##### Material provided

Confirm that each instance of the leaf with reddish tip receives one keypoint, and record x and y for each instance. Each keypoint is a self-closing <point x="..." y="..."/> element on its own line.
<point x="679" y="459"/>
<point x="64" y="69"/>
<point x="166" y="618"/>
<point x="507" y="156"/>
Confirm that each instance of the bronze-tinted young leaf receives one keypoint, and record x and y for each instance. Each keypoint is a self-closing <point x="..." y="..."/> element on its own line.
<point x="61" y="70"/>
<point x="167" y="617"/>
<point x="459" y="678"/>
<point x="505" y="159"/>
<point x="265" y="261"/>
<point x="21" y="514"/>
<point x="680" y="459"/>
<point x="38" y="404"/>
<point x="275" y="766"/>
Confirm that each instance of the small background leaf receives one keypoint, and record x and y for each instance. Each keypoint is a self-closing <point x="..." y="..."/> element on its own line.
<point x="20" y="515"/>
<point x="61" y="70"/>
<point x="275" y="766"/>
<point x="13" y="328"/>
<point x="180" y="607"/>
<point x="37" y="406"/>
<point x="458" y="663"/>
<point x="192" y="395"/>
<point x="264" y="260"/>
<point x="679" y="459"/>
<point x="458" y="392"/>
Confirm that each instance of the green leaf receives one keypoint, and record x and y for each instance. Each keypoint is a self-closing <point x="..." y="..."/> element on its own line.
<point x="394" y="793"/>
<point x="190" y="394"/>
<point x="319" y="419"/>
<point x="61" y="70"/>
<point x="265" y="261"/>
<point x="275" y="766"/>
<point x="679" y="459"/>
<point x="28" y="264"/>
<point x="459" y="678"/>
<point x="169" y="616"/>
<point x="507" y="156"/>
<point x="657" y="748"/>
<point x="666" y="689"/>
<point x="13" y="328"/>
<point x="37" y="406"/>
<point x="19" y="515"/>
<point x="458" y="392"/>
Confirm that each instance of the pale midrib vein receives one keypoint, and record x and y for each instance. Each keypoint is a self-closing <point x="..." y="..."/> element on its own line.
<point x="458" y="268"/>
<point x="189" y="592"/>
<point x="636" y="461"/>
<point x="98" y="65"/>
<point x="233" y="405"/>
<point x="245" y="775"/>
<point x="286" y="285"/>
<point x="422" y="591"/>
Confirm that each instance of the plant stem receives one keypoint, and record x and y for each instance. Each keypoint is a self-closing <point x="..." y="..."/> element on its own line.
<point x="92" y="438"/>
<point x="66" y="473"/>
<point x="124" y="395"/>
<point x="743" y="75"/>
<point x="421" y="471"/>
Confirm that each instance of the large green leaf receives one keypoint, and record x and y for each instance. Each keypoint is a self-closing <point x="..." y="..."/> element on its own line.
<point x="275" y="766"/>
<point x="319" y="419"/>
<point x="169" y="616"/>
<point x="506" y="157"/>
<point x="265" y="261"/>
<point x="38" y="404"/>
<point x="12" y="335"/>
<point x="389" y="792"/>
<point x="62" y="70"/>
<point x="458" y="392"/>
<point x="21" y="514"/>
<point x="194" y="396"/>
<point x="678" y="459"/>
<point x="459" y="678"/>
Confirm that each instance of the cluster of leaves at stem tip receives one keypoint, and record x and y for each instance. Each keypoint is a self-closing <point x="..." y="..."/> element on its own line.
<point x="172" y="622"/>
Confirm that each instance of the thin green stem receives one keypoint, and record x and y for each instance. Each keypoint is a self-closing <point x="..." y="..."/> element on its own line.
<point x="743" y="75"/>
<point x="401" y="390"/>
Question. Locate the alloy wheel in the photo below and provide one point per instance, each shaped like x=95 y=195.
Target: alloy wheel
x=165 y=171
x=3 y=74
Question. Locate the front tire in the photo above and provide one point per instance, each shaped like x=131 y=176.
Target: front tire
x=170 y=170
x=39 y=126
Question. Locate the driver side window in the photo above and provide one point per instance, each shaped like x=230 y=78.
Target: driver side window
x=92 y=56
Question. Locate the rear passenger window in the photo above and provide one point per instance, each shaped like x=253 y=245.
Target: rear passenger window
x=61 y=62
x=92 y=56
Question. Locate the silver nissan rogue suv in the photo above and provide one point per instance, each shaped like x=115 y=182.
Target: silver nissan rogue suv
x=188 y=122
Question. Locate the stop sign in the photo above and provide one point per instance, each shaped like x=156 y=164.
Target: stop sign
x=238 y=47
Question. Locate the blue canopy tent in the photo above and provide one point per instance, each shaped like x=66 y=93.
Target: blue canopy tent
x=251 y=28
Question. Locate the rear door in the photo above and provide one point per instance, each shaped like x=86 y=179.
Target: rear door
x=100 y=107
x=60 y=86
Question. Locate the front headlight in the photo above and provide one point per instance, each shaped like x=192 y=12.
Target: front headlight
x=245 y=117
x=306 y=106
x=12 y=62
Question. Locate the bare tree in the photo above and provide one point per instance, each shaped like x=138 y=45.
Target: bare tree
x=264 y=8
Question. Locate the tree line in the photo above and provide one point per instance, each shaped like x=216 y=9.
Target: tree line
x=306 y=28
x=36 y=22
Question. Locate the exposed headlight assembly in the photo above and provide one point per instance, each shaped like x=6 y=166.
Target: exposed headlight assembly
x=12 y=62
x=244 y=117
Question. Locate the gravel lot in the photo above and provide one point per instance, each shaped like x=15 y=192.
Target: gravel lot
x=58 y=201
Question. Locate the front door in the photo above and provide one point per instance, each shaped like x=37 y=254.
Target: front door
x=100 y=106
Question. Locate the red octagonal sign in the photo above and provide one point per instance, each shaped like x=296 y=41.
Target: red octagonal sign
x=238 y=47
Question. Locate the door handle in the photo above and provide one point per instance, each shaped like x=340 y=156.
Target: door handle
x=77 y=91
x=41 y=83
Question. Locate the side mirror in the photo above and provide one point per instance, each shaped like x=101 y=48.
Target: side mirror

##########

## Exercise brief
Output each record exactly, leaving nothing out.

## Exercise result
Confirm that each instance of the leaf with reddish tip receives one keypoint, and record x and y for each instance. Each keypoint is a self-closing <point x="..." y="..."/> element on its own line.
<point x="679" y="459"/>
<point x="64" y="69"/>
<point x="166" y="618"/>
<point x="507" y="156"/>
Confirm that each instance of the bronze-tinted young leaf receives one keypoint, and record x and y for each instance. Each keypoint is a self-closing <point x="..." y="..."/> element on its own line.
<point x="61" y="70"/>
<point x="167" y="617"/>
<point x="459" y="678"/>
<point x="505" y="159"/>
<point x="265" y="261"/>
<point x="21" y="514"/>
<point x="680" y="459"/>
<point x="38" y="404"/>
<point x="275" y="766"/>
Confirm that each instance of the small background leaf receives one keypoint, and record x and y for each instance. Each keypoint is a self-closing <point x="..." y="..."/> element on its own line.
<point x="20" y="515"/>
<point x="61" y="70"/>
<point x="275" y="766"/>
<point x="13" y="328"/>
<point x="180" y="607"/>
<point x="37" y="406"/>
<point x="458" y="663"/>
<point x="192" y="395"/>
<point x="264" y="260"/>
<point x="679" y="459"/>
<point x="458" y="392"/>
Confirm that each instance of the green leaf receives one keypoint, and record x and y for each instance. Each keypoint is a self-closing <point x="..." y="..."/> element on its own line.
<point x="394" y="793"/>
<point x="190" y="394"/>
<point x="319" y="419"/>
<point x="61" y="70"/>
<point x="265" y="261"/>
<point x="275" y="766"/>
<point x="679" y="459"/>
<point x="28" y="264"/>
<point x="459" y="678"/>
<point x="169" y="616"/>
<point x="507" y="156"/>
<point x="657" y="748"/>
<point x="666" y="689"/>
<point x="13" y="328"/>
<point x="37" y="406"/>
<point x="19" y="515"/>
<point x="458" y="392"/>
Confirm that each instance of the pale midrib vein receives one keypoint, and record x and y for each instance. Each keypoint is a self-closing <point x="..." y="..."/> element on its own line.
<point x="458" y="268"/>
<point x="189" y="592"/>
<point x="636" y="461"/>
<point x="98" y="65"/>
<point x="233" y="405"/>
<point x="245" y="775"/>
<point x="286" y="285"/>
<point x="422" y="591"/>
Confirm that each instance of the plant stem receives one keypoint, and record x and y for each instance. Each keypoint is a self-closing <point x="..." y="..."/> element on its own line.
<point x="92" y="438"/>
<point x="66" y="473"/>
<point x="124" y="395"/>
<point x="743" y="75"/>
<point x="421" y="471"/>
Confirm that each instance of the large green leaf receives one keypoint, and record x and y for each instance. Each keypoint is a self-closing <point x="..." y="..."/> element on its own line.
<point x="275" y="766"/>
<point x="319" y="419"/>
<point x="169" y="616"/>
<point x="506" y="157"/>
<point x="265" y="261"/>
<point x="38" y="404"/>
<point x="12" y="335"/>
<point x="389" y="792"/>
<point x="62" y="70"/>
<point x="458" y="392"/>
<point x="21" y="514"/>
<point x="194" y="396"/>
<point x="678" y="459"/>
<point x="459" y="678"/>
Confirm that each instance of the cluster of leaves at stem tip receives one keypoint, and record x and y for each instance. Each keypoint is a self-closing <point x="..." y="..."/> element on its own line.
<point x="172" y="622"/>
Confirm that each instance of the thin green stem receives one keypoint, and record x and y for each instance. Each keypoint is a self-closing <point x="..." y="..."/> element on its own line.
<point x="743" y="75"/>
<point x="401" y="390"/>
Question. Locate the alloy wheel in the photo below and provide one point per instance, each shaped like x=95 y=195.
Target: alloy wheel
x=165 y=171
x=3 y=74
Question. Locate the front tire in the photo above and provide one point per instance, each shaped like x=131 y=176.
Target: front tire
x=170 y=170
x=39 y=126
Question. Locate the driver side window in the photo above and provide one point per instance, each shaped like x=230 y=78.
Target: driver side window
x=92 y=56
Question. Locate the rear passenger window in the photo above and provide one point per instance, each shaped like x=253 y=245.
Target: rear passenger window
x=61 y=62
x=92 y=56
Question. Locate the silver nissan rogue suv in the photo above and provide one point per instance, each shaped like x=115 y=182.
Target: silver nissan rogue suv
x=188 y=122
Question. Locate the stop sign in the photo above and provide one point per instance, each shaped like x=156 y=164.
Target: stop sign
x=238 y=47
Question. Locate the blue canopy tent in the photo above and provide one point per instance, each shaped like x=66 y=93.
Target: blue canopy tent
x=251 y=28
Question. Locate the rear door in the photo above and provide one point per instance, each shaped like x=86 y=179.
Target: rear door
x=100 y=107
x=60 y=86
Question. Locate the front headlight in the photo above and provide one point per instance, each shaped like x=192 y=12.
Target: front headlight
x=245 y=117
x=306 y=106
x=12 y=62
Question. Locate the bare tree in the photo above and provide one point per instance, each shaped like x=138 y=45.
Target: bare tree
x=264 y=8
Question. Locate the tree line in the photo above and provide one point per instance, each shaped like x=216 y=9.
Target: tree line
x=306 y=28
x=36 y=22
Question. Locate the exposed headlight assembly in the photo above and provide one point per instance, each shaped like x=6 y=166.
Target: exposed headlight assembly
x=12 y=62
x=244 y=117
Question. Locate the gravel lot in the photo above and provide one point per instance, each shaped like x=15 y=192.
Target: gravel lot
x=58 y=201
Question. Locate the front door in the photo above and provide one point per instance, each shaped like x=37 y=254.
Target: front door
x=100 y=106
Question. Locate the red octagonal sign in the photo above and provide one point per instance, each shaped like x=296 y=41.
Target: red octagonal sign
x=238 y=47
Question. Locate the door handle in the photo above and provide one point per instance, each shaped like x=340 y=156.
Target: door handle
x=77 y=91
x=41 y=83
Question. Locate the side mirror in the photo above and provide one point per instance, each shaped like x=101 y=48.
Target: side mirror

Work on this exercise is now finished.